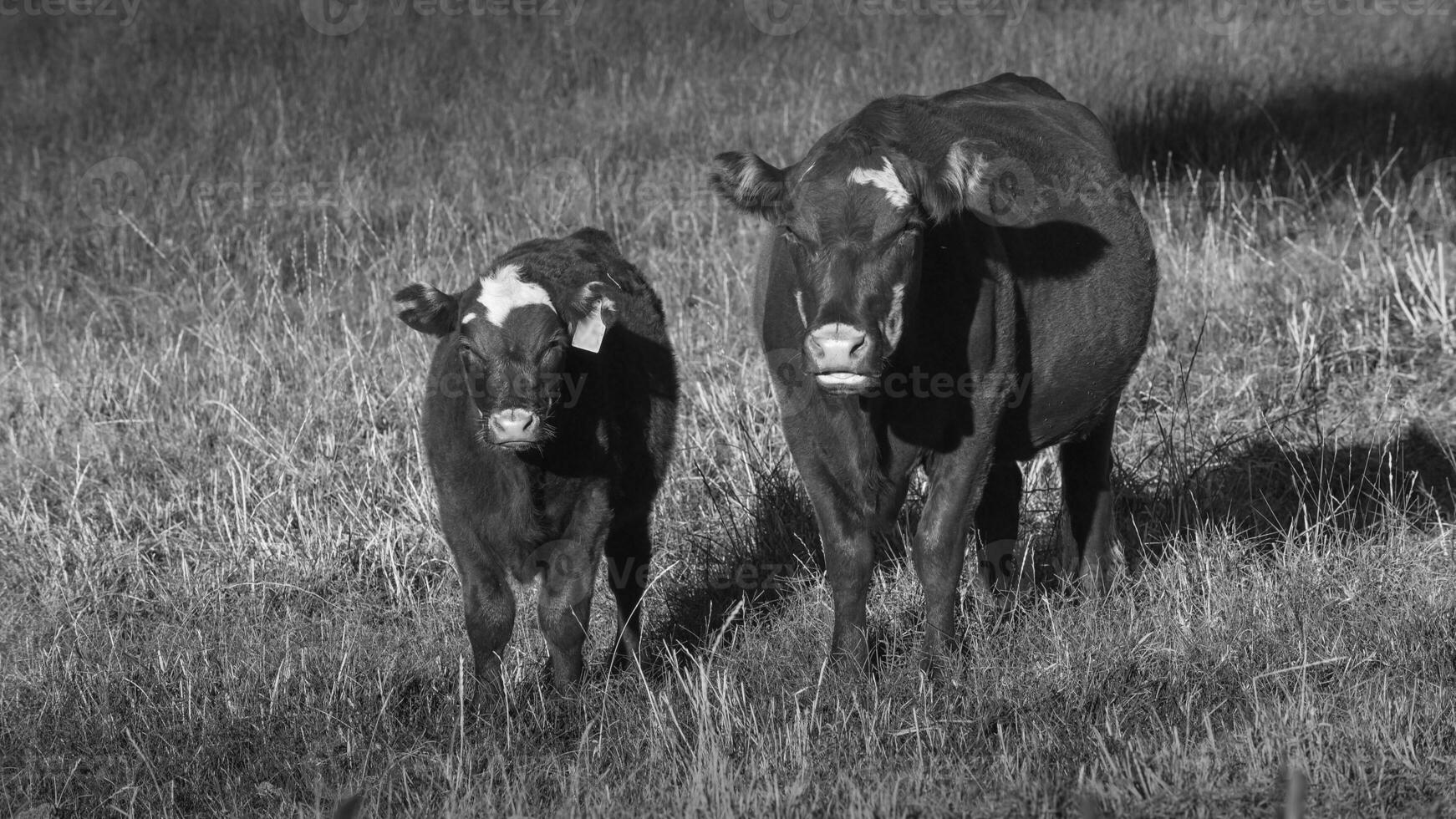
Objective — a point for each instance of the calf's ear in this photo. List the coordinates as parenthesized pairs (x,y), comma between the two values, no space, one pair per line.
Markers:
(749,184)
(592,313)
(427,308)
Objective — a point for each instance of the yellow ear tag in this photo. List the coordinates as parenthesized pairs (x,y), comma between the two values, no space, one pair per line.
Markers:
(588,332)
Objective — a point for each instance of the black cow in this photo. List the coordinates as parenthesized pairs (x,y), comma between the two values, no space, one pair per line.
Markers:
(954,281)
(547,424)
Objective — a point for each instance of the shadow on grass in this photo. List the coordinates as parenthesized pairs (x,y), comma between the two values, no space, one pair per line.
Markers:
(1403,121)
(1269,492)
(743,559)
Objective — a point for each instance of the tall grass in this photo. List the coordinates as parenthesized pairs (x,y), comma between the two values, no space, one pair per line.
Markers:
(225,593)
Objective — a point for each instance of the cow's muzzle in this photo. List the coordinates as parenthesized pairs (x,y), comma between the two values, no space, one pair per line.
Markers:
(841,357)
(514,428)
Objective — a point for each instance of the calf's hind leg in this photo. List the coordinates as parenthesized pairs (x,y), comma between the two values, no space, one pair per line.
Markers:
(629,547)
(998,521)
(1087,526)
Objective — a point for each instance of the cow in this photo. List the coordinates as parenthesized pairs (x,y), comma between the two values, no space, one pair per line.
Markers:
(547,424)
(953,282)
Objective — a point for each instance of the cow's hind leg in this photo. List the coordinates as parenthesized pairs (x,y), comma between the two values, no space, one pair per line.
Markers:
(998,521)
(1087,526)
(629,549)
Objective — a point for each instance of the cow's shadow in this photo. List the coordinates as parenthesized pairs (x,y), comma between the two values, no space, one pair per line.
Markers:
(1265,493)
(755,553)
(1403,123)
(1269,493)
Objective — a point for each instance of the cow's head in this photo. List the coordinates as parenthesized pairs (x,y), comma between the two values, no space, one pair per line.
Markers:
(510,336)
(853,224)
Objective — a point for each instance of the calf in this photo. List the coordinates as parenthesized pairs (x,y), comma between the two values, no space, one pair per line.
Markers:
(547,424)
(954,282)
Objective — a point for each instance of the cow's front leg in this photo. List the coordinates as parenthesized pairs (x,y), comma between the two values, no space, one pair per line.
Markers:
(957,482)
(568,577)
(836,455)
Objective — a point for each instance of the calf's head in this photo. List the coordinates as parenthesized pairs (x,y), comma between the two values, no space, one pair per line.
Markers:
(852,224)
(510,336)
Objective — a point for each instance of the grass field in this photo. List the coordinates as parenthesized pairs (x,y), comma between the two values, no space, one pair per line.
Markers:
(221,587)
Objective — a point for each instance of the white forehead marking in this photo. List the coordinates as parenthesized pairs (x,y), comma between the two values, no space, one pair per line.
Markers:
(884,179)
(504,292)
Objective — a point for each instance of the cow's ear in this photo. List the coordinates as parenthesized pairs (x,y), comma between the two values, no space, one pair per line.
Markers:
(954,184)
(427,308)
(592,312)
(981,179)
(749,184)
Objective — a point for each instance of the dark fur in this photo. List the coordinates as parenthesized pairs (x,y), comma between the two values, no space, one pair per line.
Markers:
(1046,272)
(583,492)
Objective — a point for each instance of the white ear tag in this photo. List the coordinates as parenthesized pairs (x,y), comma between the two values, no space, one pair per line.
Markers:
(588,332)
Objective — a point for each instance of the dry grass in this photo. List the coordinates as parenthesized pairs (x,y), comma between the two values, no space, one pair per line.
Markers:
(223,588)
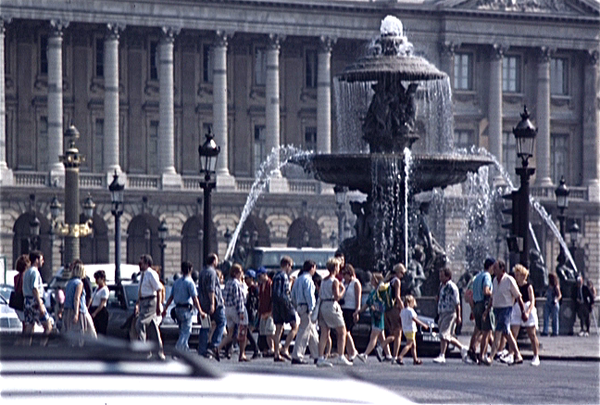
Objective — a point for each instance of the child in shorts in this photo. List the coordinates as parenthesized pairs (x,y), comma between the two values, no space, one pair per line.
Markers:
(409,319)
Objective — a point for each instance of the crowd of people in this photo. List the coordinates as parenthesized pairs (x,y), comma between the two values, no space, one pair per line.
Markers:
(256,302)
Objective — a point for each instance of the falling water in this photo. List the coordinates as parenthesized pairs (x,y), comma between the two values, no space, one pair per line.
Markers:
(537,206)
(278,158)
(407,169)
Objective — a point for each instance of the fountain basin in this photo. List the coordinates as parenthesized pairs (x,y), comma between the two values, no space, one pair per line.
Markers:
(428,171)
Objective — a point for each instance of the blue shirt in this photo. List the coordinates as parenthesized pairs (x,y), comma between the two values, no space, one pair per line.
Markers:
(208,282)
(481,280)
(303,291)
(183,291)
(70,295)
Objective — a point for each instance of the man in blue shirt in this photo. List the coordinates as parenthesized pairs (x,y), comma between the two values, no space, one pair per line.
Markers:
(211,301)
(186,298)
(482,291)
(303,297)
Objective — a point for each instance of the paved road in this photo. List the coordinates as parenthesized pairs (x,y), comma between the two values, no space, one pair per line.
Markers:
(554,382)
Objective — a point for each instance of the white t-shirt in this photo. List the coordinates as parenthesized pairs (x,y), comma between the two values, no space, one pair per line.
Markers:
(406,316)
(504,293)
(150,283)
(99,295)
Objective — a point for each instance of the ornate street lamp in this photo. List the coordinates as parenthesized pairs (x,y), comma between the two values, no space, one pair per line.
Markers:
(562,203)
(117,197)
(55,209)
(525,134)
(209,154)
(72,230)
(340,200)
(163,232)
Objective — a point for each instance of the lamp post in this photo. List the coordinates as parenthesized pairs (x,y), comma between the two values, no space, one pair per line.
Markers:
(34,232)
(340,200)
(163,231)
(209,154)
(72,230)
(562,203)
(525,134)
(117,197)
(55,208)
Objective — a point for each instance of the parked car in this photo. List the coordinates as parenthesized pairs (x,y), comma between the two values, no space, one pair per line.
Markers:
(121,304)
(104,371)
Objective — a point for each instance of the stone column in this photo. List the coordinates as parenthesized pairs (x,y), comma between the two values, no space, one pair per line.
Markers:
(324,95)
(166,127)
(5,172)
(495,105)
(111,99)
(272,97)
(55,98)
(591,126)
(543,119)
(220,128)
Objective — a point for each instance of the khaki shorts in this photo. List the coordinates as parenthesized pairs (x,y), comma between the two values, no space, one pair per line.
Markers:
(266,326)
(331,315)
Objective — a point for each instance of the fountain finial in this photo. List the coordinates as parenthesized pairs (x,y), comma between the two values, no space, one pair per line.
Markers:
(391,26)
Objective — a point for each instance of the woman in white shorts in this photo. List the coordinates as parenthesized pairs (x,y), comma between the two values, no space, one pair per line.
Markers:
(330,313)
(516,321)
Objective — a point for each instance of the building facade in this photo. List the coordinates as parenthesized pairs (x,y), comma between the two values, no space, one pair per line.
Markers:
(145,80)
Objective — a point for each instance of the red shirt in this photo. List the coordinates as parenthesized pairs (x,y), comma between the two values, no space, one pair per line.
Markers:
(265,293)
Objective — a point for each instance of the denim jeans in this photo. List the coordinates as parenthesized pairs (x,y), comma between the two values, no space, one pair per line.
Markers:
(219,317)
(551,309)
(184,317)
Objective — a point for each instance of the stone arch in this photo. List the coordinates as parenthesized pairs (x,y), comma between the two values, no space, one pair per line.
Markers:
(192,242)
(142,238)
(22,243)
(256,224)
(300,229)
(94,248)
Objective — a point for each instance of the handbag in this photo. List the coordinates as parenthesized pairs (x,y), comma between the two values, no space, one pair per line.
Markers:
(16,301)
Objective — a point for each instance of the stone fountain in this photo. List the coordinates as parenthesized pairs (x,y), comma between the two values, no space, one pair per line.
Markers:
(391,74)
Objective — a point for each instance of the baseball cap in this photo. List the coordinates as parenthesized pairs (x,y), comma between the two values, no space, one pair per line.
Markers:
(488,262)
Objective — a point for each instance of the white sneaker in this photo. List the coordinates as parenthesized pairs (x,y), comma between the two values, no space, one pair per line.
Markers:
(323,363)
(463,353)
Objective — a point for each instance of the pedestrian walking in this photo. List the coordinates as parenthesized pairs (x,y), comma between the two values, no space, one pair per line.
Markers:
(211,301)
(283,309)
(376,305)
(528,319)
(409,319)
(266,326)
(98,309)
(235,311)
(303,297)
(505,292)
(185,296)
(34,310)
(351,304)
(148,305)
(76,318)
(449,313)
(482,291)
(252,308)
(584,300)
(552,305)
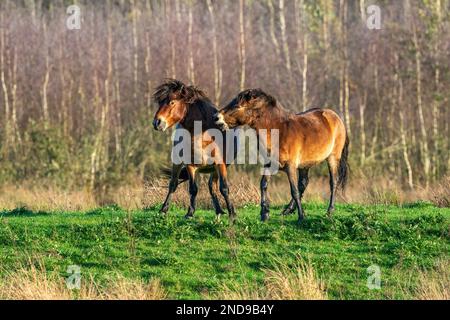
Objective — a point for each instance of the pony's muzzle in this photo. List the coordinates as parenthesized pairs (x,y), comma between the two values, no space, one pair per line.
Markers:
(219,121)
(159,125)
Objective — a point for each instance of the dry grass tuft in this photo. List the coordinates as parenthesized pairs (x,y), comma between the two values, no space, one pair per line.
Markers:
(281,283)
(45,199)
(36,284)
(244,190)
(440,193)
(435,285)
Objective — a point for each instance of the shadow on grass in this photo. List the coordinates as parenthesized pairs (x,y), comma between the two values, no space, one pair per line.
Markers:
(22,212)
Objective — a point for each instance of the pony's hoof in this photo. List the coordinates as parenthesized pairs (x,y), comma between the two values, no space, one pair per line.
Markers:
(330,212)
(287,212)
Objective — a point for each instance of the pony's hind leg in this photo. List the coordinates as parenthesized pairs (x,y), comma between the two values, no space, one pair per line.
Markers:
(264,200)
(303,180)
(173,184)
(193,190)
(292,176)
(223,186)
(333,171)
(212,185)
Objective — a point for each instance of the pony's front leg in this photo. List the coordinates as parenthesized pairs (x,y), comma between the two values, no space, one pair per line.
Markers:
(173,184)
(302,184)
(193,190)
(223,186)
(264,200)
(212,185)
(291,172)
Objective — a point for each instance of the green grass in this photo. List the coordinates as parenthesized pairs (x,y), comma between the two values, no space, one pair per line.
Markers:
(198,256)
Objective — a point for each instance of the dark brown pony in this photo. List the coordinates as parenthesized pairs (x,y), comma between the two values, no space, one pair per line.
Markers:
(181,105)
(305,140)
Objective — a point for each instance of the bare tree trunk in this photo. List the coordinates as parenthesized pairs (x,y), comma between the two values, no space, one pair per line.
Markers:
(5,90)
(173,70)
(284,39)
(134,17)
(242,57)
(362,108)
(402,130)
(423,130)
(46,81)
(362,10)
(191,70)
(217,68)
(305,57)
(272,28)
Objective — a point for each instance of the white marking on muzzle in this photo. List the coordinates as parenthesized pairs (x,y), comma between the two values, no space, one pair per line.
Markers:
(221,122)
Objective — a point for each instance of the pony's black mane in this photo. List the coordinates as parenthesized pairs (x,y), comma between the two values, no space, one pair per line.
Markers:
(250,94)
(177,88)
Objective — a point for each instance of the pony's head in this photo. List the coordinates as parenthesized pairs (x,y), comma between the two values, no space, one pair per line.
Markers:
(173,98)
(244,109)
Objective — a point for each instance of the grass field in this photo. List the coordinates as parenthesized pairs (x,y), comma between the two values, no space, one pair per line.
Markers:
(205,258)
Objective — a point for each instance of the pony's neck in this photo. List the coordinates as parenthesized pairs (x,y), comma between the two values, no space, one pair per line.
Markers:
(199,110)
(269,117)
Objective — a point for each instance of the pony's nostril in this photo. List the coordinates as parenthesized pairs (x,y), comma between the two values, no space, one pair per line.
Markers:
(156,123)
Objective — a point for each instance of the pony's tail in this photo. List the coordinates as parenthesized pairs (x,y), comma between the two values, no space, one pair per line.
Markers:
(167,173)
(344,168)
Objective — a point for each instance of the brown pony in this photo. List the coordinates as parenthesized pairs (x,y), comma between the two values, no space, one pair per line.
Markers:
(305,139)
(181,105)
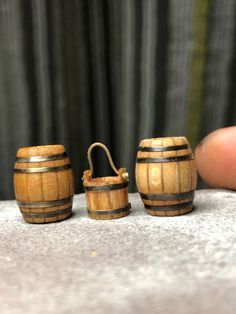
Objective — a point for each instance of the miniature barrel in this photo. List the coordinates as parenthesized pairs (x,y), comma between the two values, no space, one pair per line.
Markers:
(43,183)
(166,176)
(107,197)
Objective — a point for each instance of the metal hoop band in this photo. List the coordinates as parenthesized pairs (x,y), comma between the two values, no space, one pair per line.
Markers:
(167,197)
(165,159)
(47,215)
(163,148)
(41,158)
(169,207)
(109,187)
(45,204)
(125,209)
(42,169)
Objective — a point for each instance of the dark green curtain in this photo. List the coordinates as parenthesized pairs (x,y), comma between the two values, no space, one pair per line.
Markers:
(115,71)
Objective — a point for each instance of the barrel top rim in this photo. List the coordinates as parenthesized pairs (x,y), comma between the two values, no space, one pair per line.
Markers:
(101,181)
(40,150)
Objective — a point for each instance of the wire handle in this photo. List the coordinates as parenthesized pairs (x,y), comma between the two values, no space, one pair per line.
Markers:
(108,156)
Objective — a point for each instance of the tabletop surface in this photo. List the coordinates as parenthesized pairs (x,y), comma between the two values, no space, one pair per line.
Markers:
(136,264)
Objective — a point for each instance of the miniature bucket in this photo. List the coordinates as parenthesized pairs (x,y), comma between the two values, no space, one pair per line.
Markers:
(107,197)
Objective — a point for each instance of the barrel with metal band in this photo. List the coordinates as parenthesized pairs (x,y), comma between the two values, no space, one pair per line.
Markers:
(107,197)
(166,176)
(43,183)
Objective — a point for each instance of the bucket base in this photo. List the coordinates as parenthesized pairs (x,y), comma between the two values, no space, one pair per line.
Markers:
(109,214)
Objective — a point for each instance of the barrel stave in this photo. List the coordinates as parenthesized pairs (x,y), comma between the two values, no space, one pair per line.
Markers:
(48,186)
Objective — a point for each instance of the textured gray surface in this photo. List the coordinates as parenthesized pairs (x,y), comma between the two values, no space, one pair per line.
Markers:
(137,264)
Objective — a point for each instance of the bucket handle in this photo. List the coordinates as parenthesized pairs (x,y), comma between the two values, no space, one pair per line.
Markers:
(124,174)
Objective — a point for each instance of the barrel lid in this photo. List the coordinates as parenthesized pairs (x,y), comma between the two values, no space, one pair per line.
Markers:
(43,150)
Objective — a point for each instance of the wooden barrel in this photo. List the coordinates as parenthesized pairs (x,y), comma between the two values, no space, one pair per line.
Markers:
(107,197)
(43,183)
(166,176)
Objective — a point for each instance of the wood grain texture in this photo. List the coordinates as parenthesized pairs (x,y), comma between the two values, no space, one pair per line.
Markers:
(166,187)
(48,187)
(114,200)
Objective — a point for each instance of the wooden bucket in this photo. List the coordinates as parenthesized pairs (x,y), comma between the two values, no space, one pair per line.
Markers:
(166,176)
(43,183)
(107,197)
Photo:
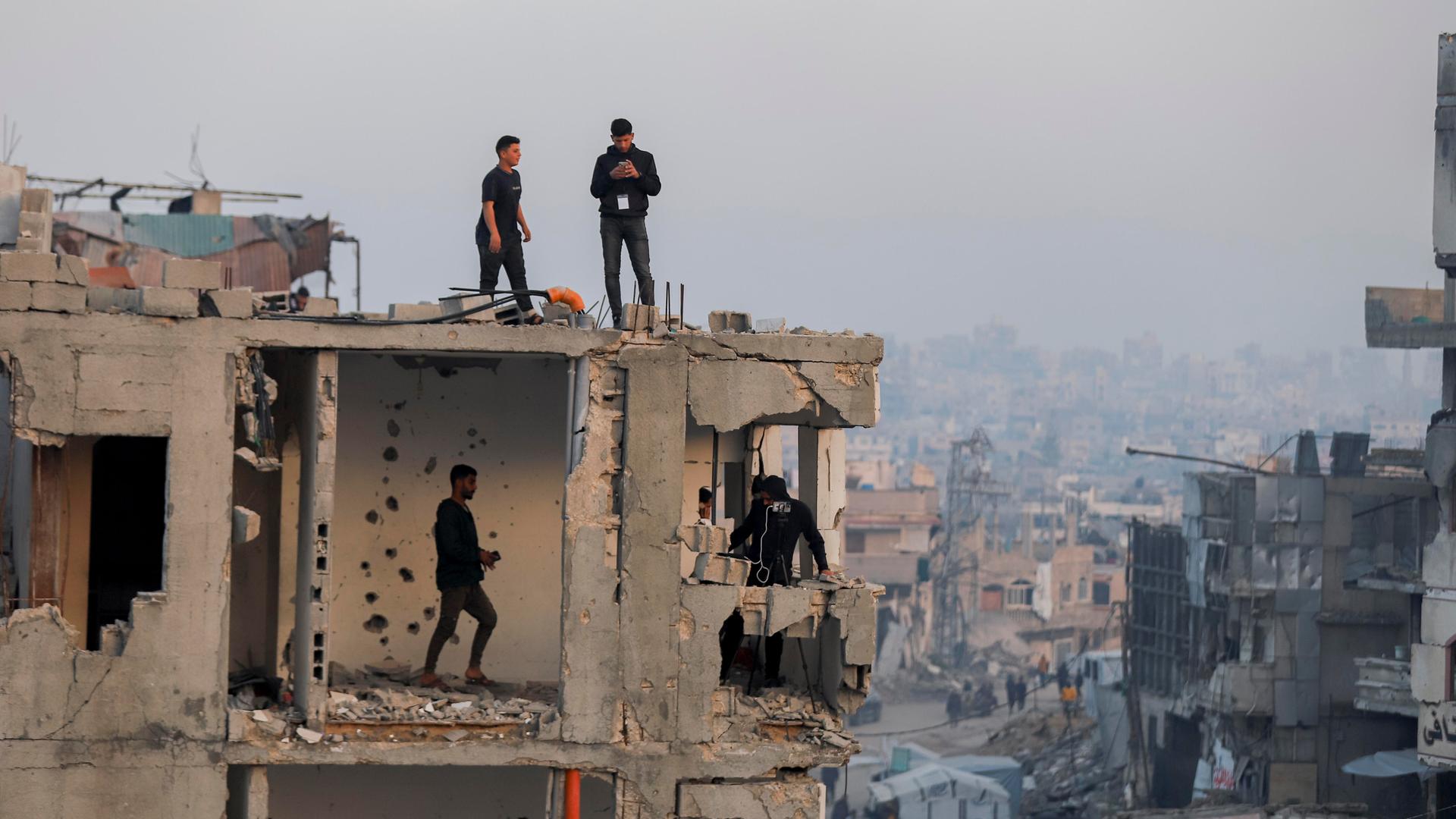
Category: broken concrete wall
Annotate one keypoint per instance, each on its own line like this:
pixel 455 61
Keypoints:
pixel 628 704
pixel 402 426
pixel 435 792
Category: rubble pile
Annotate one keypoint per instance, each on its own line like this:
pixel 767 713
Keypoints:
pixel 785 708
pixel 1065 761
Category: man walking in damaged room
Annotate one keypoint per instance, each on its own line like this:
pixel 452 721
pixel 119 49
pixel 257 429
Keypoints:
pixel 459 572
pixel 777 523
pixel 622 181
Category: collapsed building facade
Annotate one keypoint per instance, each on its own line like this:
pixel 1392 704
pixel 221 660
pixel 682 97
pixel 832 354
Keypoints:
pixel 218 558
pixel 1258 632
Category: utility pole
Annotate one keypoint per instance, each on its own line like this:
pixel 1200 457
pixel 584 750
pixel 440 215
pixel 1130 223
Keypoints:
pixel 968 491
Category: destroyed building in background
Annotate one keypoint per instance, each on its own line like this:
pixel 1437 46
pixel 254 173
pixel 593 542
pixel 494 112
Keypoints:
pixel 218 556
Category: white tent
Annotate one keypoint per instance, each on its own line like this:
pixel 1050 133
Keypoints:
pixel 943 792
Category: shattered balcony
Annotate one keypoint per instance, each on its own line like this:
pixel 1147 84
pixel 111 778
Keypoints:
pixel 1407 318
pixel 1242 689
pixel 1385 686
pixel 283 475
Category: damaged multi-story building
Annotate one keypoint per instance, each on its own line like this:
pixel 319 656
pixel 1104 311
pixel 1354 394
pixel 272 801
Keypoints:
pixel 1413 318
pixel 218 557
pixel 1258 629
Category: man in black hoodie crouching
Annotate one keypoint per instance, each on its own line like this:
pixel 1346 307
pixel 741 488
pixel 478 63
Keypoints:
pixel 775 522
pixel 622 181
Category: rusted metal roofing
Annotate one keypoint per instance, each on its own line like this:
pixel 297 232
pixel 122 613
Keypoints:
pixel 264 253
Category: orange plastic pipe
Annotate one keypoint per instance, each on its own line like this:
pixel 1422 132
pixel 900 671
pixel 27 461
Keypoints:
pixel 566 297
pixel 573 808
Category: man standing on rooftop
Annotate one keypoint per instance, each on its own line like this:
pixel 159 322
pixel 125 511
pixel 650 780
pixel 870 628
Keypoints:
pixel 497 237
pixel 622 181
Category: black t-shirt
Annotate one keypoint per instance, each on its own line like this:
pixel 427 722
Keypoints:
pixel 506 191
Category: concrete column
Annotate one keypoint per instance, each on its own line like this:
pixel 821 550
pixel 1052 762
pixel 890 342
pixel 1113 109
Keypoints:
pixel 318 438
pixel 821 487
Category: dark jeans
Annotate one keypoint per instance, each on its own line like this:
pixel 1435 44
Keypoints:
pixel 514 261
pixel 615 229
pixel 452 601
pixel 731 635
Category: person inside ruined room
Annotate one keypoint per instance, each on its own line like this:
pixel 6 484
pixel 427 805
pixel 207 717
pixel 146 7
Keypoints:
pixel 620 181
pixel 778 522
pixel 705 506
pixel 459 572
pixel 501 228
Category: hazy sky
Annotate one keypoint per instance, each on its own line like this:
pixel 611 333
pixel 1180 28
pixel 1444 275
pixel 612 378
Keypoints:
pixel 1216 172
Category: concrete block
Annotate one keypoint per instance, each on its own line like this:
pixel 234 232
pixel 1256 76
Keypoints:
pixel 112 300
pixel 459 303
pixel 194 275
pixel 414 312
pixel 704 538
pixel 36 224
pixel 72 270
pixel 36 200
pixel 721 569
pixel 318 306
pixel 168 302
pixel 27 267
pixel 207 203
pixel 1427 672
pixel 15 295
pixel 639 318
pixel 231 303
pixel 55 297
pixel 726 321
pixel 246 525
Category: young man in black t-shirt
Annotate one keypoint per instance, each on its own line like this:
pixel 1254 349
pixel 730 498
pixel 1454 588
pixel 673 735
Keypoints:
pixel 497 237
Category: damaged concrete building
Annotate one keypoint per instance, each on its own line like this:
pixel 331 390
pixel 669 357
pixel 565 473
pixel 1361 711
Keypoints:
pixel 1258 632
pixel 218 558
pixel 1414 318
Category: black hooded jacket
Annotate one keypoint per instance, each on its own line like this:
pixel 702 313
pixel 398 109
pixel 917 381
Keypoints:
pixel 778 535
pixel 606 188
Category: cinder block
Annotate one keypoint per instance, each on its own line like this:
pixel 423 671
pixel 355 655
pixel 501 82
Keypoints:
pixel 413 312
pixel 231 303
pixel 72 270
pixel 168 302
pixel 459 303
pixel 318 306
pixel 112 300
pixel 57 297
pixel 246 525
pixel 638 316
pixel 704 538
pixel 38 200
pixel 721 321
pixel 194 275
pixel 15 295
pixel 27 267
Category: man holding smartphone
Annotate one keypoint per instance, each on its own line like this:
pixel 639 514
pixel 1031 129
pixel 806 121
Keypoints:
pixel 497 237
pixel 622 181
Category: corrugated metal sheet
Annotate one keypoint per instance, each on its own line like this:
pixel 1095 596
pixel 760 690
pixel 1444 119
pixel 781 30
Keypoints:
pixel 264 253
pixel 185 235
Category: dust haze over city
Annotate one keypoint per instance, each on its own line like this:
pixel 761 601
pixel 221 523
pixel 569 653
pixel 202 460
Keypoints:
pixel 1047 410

——————

→ Task: Only the lines from the one containing "Category: young man in black t-shirt" through the end of the entries above belong in the answer; repeat them exactly.

→ Written response:
Category: young man in black t-shirt
Annotate one keypoint per instance, each on its own line like this:
pixel 1254 349
pixel 730 498
pixel 1454 588
pixel 673 735
Keypoints:
pixel 497 237
Category: damaged concrete building
Annotate one keypoint per instance, each on its own line like this:
pixel 331 390
pixel 669 357
pixel 565 473
pixel 1361 711
Keypoints:
pixel 1258 632
pixel 218 558
pixel 1414 318
Category: black hooded jacket
Annotate one keypoint per instance, each on its own line like this:
pixel 702 313
pixel 398 109
pixel 917 381
Keypoints:
pixel 778 535
pixel 606 188
Category: cinder block
Annotate one keypoint per instance, each on its own line like this:
pixel 423 671
pixel 355 655
pixel 501 82
Keypoints:
pixel 413 312
pixel 231 303
pixel 72 270
pixel 168 302
pixel 459 303
pixel 318 306
pixel 112 300
pixel 57 297
pixel 246 525
pixel 638 316
pixel 704 538
pixel 38 200
pixel 721 321
pixel 194 275
pixel 15 295
pixel 27 267
Category: man holding smartphone
Annotate one keypoint per instance, each on its own line like this:
pixel 639 514
pixel 1031 129
pixel 806 121
Keypoints:
pixel 497 237
pixel 622 181
Category: corrugated metal sheet
Annotate one keypoint per instance, each on its own line like this:
pixel 1095 596
pixel 760 690
pixel 1444 119
pixel 781 30
Keypoints:
pixel 264 253
pixel 185 235
Category: dust haze over city
Annotate one keypoint per instance, each on its own line like this:
pixel 761 601
pixel 221 523
pixel 569 653
pixel 202 460
Keypoints:
pixel 1047 410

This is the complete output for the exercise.